Assignment
Word for word, restate the records that appear below.

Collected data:
◇ ◇ ◇
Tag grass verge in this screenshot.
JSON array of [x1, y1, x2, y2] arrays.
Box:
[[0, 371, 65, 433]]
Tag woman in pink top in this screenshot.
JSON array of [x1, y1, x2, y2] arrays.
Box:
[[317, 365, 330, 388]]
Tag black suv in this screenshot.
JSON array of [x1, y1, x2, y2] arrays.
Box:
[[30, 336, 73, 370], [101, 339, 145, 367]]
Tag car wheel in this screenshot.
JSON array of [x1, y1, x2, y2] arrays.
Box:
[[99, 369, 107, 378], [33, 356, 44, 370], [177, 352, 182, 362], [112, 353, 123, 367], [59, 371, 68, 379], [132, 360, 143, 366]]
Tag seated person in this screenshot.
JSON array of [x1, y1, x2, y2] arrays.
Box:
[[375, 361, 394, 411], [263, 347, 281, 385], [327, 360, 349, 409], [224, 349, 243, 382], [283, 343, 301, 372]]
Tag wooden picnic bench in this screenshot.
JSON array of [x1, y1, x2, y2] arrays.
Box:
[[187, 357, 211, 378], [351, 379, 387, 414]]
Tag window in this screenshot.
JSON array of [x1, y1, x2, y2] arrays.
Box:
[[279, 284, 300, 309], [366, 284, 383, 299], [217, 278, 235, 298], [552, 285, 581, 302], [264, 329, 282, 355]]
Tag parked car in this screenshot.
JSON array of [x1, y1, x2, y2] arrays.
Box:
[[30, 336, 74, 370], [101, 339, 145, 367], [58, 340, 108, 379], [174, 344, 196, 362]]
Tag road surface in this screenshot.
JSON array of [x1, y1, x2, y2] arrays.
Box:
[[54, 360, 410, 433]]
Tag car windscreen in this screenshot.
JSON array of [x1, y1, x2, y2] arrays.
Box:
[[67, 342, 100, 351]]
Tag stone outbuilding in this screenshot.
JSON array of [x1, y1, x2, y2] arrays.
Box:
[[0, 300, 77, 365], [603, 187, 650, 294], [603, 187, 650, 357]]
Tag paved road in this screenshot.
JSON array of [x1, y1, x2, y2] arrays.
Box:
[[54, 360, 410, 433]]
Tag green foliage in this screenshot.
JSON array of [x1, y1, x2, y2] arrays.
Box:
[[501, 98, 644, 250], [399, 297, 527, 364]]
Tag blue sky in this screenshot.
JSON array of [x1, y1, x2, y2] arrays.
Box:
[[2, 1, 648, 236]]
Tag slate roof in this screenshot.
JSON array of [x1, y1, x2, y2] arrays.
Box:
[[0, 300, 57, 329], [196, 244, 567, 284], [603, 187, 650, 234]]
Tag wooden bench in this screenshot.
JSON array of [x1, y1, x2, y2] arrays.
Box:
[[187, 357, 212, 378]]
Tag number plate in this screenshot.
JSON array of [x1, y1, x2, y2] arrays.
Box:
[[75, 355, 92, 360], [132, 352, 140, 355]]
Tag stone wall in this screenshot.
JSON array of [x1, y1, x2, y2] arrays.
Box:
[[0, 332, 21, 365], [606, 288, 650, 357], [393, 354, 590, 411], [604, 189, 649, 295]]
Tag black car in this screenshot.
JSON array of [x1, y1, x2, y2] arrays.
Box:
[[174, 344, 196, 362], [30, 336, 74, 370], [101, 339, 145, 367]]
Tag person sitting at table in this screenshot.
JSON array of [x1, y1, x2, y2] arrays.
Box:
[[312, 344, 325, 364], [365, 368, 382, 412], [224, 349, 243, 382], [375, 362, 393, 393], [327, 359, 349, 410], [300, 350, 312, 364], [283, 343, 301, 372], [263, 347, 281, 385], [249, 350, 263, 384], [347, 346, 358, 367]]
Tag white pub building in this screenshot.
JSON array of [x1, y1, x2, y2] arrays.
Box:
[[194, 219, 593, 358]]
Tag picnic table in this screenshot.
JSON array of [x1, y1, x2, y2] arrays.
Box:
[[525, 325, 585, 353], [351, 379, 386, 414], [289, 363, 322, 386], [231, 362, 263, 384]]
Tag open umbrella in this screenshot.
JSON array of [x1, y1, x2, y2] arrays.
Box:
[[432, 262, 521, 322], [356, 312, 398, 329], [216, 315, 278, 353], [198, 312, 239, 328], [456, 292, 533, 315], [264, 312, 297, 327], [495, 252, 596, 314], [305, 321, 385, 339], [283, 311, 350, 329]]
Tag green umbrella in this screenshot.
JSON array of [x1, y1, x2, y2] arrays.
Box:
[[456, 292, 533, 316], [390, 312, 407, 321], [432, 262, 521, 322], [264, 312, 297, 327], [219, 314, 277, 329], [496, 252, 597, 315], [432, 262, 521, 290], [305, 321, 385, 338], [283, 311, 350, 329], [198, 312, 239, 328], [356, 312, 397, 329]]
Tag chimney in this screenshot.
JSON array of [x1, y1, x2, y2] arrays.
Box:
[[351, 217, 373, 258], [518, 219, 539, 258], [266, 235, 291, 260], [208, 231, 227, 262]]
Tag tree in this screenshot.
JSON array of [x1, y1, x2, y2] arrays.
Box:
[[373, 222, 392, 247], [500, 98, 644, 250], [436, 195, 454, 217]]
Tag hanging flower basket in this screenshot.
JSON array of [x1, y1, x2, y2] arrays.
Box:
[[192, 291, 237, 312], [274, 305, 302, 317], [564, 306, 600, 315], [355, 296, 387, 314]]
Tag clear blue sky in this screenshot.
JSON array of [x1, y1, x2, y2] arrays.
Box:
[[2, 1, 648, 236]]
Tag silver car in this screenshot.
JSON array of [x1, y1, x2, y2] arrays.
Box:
◇ ◇ ◇
Completed task
Tag grass verge in this screenshot.
JSON array of [x1, y1, x2, y2] arrays.
Box:
[[0, 371, 65, 433]]
Tag woman in pink top in this screenshot.
JSON array of [x1, y1, x2, y2] arrays.
Box:
[[317, 365, 330, 388]]
Tag black suv in this screenshot.
JSON array of [x1, y1, x2, y2] arrays.
Box:
[[30, 336, 73, 370], [101, 339, 145, 367]]
Tag car wheel in this screenshot.
JSON array of [x1, y1, x2, y2] arrays.
Box:
[[99, 369, 107, 378], [33, 356, 44, 370], [177, 352, 182, 362], [112, 353, 123, 367], [59, 371, 68, 379], [132, 360, 143, 366]]
Tag seated person in this screenshot.
JSON array of [x1, y1, x2, y2] arrays.
Box:
[[375, 361, 394, 411], [263, 347, 281, 385], [327, 360, 349, 409], [224, 349, 243, 382], [283, 343, 301, 372]]
Tag wooden picnic bench in this screenshot.
JSON array of [x1, y1, x2, y2] arrays.
Box:
[[187, 357, 211, 378], [351, 379, 387, 414]]
Tag window in this screenshot.
JSON array of [x1, y1, x2, y2] arrays.
Box:
[[279, 284, 300, 309], [366, 284, 383, 299], [217, 278, 235, 298], [552, 285, 581, 302], [264, 329, 282, 355]]
Tag parked car in this screenshot.
JSON array of [x1, y1, x2, y2] arrays.
Box:
[[30, 336, 74, 370], [101, 339, 145, 367], [58, 340, 108, 379], [174, 344, 196, 362]]
Tag road surface in this screenshot.
JSON array of [x1, y1, x2, y2] arrays.
Box:
[[54, 360, 410, 433]]
Tag car windscreen in this screenshot.
JSON array of [x1, y1, x2, y2] arrays.
Box:
[[67, 342, 100, 351]]
Tag stone outbuilding in this screenshot.
JSON array of [x1, y1, x2, y2] arrays.
Box:
[[0, 300, 77, 365], [603, 187, 650, 294], [603, 187, 650, 357]]
Tag paved road in this screenshot.
JSON array of [x1, y1, x2, y2] arrays.
Box:
[[54, 360, 410, 433]]
Tag green foliage in this screenshot.
JSON array of [x1, y1, x2, y2] arrays.
Box:
[[501, 98, 644, 250], [399, 297, 527, 364]]
Tag blue sky in this screenshot.
JSON array of [x1, y1, x2, y2] arrays.
Box:
[[2, 1, 648, 236]]
Tag slate roof in this screenshot.
JSON array of [x1, y1, x2, y2] arrays.
Box:
[[0, 300, 57, 329], [196, 244, 567, 284], [603, 187, 650, 234]]
Tag wooden bench in this screenshot.
JSON array of [x1, y1, x2, y2] arrays.
Box:
[[187, 357, 212, 378]]
Tag number plate in this screenshot.
JSON array of [x1, y1, x2, y2] arrays.
Box:
[[75, 355, 92, 360], [132, 352, 140, 355]]
Tag stone wall in this screenshot.
JSON array of [x1, y1, x2, y2] arrays.
Box:
[[0, 332, 21, 365], [606, 288, 650, 357], [393, 354, 590, 411], [604, 189, 649, 295]]
Tag black car in this screenshot.
JSON array of [x1, y1, x2, y2] arrays.
Box:
[[174, 344, 196, 362], [30, 336, 74, 370], [101, 339, 145, 367]]
Tag person sitting at table in this screenshot.
JSON array of [x1, y1, x2, y2] arrays.
Box:
[[312, 344, 325, 364], [365, 368, 382, 412], [224, 349, 243, 382], [375, 362, 393, 393], [327, 359, 349, 410], [300, 350, 312, 364], [283, 343, 301, 372], [263, 347, 281, 385], [249, 350, 263, 384], [347, 346, 358, 367]]
Tag white pub building in this screenshot.
JSON array of [x1, y1, x2, y2] arrays.
Box:
[[194, 219, 593, 358]]
Tag picnic table in this screenshot.
JSON array of [x1, y1, x2, y2] arrays.
Box:
[[525, 325, 585, 353], [351, 379, 386, 414], [289, 363, 322, 386], [231, 362, 263, 384]]
Tag open umbrella in this screenshot.
JSON array of [x1, y1, x2, y2] arrays.
Box:
[[432, 262, 521, 322], [356, 312, 398, 329], [216, 315, 278, 353], [198, 312, 239, 328], [456, 292, 533, 315], [264, 312, 297, 327], [495, 252, 596, 314], [305, 321, 385, 339], [283, 311, 350, 329]]
Tag green umbrella in this screenshot.
JSON array of [x1, y1, x2, y2] arrays.
Box:
[[456, 292, 533, 316], [390, 312, 407, 321], [432, 262, 521, 322], [264, 312, 297, 327], [219, 314, 277, 329], [496, 252, 597, 315], [432, 262, 521, 290], [305, 321, 385, 338], [283, 311, 350, 329], [198, 312, 239, 328], [356, 312, 397, 329]]
Tag chimney in this screenshot.
JSON array of [x1, y1, x2, y2] arrays.
Box:
[[351, 217, 373, 258], [518, 219, 539, 258], [266, 235, 291, 260], [208, 231, 227, 262]]
Tag tree in this screenshot.
JSON array of [x1, y1, x2, y2] arrays.
Box:
[[373, 222, 392, 247], [500, 98, 644, 250], [436, 195, 454, 217]]
Tag hanging flower basket in this screenshot.
JSON array of [x1, y1, x2, y2] arrays.
Box:
[[192, 291, 237, 312], [274, 305, 302, 317], [564, 306, 600, 315], [355, 296, 387, 314]]
Tag clear blue sky in this screenshot.
JSON array of [x1, y1, x2, y2] arrays.
Box:
[[2, 1, 648, 236]]
Tag silver car in this screenshot.
JSON array of [x1, y1, x2, y2] arrays.
Box:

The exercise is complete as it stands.